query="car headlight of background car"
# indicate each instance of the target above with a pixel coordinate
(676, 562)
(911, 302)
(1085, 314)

•••

WHAT IS ASKED:
Render every line of the data above as a numbered list, omitting any blank lines.

SOLUTION FOR THIS PROBLEM:
1. query="car headlight of background car"
2. # indicate each instance of the target above with a pixel coordinate
3. (676, 562)
4. (911, 302)
5. (1085, 314)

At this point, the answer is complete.